WHAT YOU HAVE TO DO => Reproduce all entries verbatim, with nothing added or dropped.

MATERIAL FOR THE TASK =>
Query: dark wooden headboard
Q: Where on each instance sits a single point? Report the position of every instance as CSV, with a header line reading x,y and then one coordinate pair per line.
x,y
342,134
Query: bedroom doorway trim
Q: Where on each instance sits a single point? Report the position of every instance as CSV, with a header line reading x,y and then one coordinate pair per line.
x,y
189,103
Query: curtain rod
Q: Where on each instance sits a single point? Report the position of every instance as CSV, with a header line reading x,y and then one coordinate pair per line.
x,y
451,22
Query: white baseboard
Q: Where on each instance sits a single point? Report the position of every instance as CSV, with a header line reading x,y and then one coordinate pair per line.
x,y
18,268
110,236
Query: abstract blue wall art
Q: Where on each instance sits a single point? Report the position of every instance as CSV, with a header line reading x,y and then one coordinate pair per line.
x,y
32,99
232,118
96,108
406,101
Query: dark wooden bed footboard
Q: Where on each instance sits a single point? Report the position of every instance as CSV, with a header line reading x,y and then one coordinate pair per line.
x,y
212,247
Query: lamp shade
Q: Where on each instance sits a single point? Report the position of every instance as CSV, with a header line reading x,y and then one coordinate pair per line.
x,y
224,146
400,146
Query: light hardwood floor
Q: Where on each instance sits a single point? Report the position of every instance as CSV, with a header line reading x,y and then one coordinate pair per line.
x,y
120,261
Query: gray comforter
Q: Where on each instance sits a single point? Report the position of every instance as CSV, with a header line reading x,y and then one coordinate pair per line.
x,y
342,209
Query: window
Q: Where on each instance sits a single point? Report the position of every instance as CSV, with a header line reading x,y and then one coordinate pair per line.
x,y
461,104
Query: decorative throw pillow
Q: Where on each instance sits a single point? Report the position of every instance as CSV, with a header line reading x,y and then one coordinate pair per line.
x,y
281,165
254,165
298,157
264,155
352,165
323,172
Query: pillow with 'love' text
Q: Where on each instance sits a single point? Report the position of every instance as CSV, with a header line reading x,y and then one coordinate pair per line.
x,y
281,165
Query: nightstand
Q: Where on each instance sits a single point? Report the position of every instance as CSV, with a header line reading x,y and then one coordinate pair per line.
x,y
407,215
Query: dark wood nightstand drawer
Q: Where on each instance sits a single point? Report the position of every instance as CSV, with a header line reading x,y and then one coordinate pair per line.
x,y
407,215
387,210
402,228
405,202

OUTPUT =>
Query: dark wooden headboard
Q: Where on each instance sits a single point? Report the position of every instance as CSV, with a header line reading x,y and then one coordinate pair per line.
x,y
342,134
Query: bedroom doorway trim
Q: Where on each instance sits a single point? Report the position of every instance as CSV, with a header line reading x,y and then one coordinate pair per line.
x,y
189,103
Query: curtain rod
Q: Where on each instance sits a single point? Report the position of every instance as CSV, with a header line reading x,y and then one coordinate pair per line.
x,y
451,22
Query: white baseboard
Q: Where on each instance sits a single point? Report the position of every instance as CSV, with a header line reading x,y and then one coordinate pair per line.
x,y
18,268
110,236
Query: abstract blue wall art
Q: Where on each instance sits a single point? Report the position of every instance as CSV, with a header line reading x,y and then one coordinate pair per line.
x,y
32,99
232,118
96,108
406,101
Query: dark wooden bed footboard
Q: Where on each instance sits a single point? Report the position of every instance as CSV, with a header line reading x,y and then one coordinate pair per line.
x,y
212,247
Query: lamp shade
Q: Where on each instance sits a single point? Report the position of every instance as CSV, with a header line reading x,y and then one coordinate pair per line.
x,y
224,146
400,146
Query: light hardwood floor
Q: Where on each instance sits a single point? Report the position of every instance as CSV, with a header line reading x,y and then one coordinate pair per line.
x,y
120,261
Query: gray comforter
Q: Where on each instance sits a single point? Report the position of every instance as CSV, with a header line reading x,y and then one coordinate pair per line.
x,y
342,209
Query: window
Q: Where on each instance sits a single point? Report the position of every instance as CSV, with a header line reading x,y and then one coordinate pair per line.
x,y
461,104
Query: decorative throw pillow
Q: Where on each instance sits a single point? Report the position of every instance as CSV, with a header line reading x,y and then one coordinate pair per line.
x,y
281,165
254,165
298,157
264,155
352,165
323,172
Query: pillow with 'love' text
Q: Where on each instance sits a single point? Report the position of every instance as CSV, with a header line reading x,y and then one coordinate pair per line.
x,y
281,165
Query: nightstand
Q: Where on each instance sits a single point? Report the position of every instance as CSV, with a header line reading x,y and then one coordinate pair per line.
x,y
407,215
Query: dark wood nightstand drawer
Q: Where on each instance sits a single point? Report the position of every instance as CSV, with a header line reading x,y and then one coordinate pair per line.
x,y
407,215
387,210
402,228
405,202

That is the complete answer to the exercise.